##### Extracted records #####

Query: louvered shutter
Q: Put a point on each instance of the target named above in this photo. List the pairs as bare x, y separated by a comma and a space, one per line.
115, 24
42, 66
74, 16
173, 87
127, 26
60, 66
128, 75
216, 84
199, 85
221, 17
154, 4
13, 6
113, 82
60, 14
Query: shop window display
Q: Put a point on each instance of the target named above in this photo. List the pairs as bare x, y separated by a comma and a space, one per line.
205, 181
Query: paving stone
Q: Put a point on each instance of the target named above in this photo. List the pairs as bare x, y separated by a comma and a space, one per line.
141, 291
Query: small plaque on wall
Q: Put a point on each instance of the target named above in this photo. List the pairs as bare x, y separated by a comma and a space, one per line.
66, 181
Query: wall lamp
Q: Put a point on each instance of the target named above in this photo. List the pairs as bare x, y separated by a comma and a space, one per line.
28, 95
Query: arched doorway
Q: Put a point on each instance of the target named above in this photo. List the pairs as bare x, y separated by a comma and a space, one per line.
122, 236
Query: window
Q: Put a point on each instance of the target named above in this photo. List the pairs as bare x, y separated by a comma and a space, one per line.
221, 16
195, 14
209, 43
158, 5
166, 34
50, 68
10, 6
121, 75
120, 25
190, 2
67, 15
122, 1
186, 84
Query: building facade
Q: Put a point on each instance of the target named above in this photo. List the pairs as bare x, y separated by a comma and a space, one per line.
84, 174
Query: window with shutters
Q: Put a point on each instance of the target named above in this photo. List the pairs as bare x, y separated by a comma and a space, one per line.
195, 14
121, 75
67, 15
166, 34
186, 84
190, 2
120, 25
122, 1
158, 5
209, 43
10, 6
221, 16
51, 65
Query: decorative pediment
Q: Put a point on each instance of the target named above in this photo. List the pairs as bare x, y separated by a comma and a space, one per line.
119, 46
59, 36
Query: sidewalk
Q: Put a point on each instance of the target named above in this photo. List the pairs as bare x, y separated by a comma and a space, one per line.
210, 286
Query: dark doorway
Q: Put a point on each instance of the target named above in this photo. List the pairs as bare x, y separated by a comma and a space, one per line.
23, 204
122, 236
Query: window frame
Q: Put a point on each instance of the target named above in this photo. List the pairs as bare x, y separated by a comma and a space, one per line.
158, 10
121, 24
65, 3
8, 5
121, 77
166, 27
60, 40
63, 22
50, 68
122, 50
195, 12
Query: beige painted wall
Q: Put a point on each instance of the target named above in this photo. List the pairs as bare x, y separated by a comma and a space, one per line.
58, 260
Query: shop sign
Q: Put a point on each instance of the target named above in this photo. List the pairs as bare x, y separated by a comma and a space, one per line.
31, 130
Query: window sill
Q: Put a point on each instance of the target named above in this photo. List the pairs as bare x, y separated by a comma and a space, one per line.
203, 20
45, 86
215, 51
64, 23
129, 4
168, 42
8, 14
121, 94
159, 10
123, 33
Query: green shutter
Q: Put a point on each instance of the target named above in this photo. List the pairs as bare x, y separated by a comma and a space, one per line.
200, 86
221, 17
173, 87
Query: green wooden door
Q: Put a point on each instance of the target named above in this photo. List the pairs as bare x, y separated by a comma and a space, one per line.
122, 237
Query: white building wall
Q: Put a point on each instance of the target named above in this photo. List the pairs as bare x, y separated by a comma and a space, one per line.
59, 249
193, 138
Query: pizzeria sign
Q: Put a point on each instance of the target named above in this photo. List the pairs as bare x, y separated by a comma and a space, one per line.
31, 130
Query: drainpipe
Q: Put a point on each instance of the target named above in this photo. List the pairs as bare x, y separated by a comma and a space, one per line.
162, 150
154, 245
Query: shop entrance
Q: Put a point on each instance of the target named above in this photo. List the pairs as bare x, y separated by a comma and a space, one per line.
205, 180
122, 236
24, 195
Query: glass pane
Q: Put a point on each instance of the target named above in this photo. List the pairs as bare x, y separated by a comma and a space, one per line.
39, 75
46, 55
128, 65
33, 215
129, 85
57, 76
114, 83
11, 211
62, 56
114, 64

#####

▶ [Short problem]: Write down the full listing again, exactly.

▶ [Response to the exercise]:
Query: louvered shutter
Q: Put a point on each instance of the target named above in this photo. List the pairs as bare x, y separated by a comma and a space, one per line.
115, 24
42, 66
74, 16
173, 87
127, 26
60, 66
128, 75
216, 84
199, 85
221, 17
154, 4
13, 6
113, 82
60, 14
Query: shop window display
Q: Put a point on each instance of the target named above in this photo. List the pairs as bare x, y separated by a comma and a space, one per line.
205, 181
Query: paving stone
Q: Put a point on each instance of the target named above in this photo. List the pairs as bare x, y separated by a comma and a space, one per line.
141, 291
Query: small plaque on wall
Q: Put a point on each instance of the target named above in this photo. List the pairs as bare x, y separated by a comma and a space, one per line.
66, 181
Query: wall lamp
Q: Put a point on each instance of the target named above in this photo. List the pairs as bare x, y separated by a comma and a space, one per line.
28, 95
Query: arched doorway
Q: Put a point on each instance of the target named above in this photo. List the pairs as bare x, y separated by a comma and a space, one per line.
122, 236
Query: window
Q: Put a point on each instance of the target named above in this photo. List the pairs as bare x, y separated by a comma and a space, one per line.
221, 16
195, 14
209, 43
158, 5
166, 34
50, 68
10, 6
121, 75
120, 25
190, 2
67, 15
122, 1
186, 84
Query: building facade
Q: Put a point on each instance of the target named above in this photo. List the pairs as bare x, y separated by a comma and a space, one per line.
84, 174
Query: window with shutters
Q: Put a point on each instance of the target named above in this photo. List the pairs as bare x, y separated by a comma and a space, one per line.
195, 14
121, 75
67, 15
166, 34
186, 84
190, 2
120, 25
122, 1
158, 5
209, 43
10, 6
221, 16
51, 65
Query: decorative pediment
Q: Put a point on each instance of the target named above in this photo. List the pairs as bare x, y separated by a comma and a space, one per line.
119, 46
59, 36
Query: sidewalk
Q: Put a point on each instance of the target named above in this photo. List the pairs as bare x, y separated by a comma and a space, one per line.
210, 286
Query: dark doorway
Q: Put a point on each instance of the target named above in this photo. List the pairs as bare x, y separated by a comma and a space, one per line.
23, 204
122, 236
Query: window frame
Q: Put a point on each instance of the target named above in this photo. List the pairs as bare x, y separated by a comma and a space, one per line.
158, 10
121, 24
65, 3
8, 5
121, 77
166, 27
60, 40
63, 22
50, 68
122, 50
195, 12
Query: beige painted wall
Q: Put a point on each instance of the target named above in this photo. List the pairs as bare x, y separated by a comma and a space, one per line.
58, 260
Query: shop sign
Q: Put a point on each instance of the target named above in this photo. List the pairs as bare x, y separated by a comma and a space, one per line.
31, 130
Query: window sill
Q: Put a point on each instance of the target named above in this photo. List the pairs as bare x, y separated by a comma and a space, one per line.
203, 20
45, 86
215, 51
64, 23
129, 4
168, 42
8, 14
121, 94
159, 10
123, 33
Query: green shutter
Q: Put a point on each instance of the target named above in this photo. List the pairs as bare x, y separated by a comma and a space, one per line.
200, 86
221, 17
173, 87
Query: green wooden door
Q: Put a point on each instance of the target named above in this photo. List the pairs as bare x, y separated by a comma and a space, one per line.
122, 237
Query: white building wall
Q: Put a point on each instance of the target named above in this photo. List the pairs as bare x, y separated by a comma and a space, one per line.
59, 249
193, 138
Query: pizzeria sign
Q: Put a point on each instance of the target named above in this photo. List the pairs as bare x, y separated by a comma and a space, one per line.
31, 130
Query: drainpipe
Q: Put a point on each instance of the target named above in this photo. List the pairs as bare x, y separated by a comma and a space, one per line.
162, 150
154, 245
Query: shop entrance
Q: Put a point on each instance of the target named above in this photo. List the pairs as bare x, y separated by a comma and a space, one per line.
205, 180
122, 236
24, 195
Query: glass pane
Q: Put a point on each instance of the target named above in this photo. List the pairs as bare x, y separated by a comma and a space, one per line.
39, 75
46, 55
128, 65
33, 215
129, 85
57, 76
114, 83
11, 211
62, 56
114, 64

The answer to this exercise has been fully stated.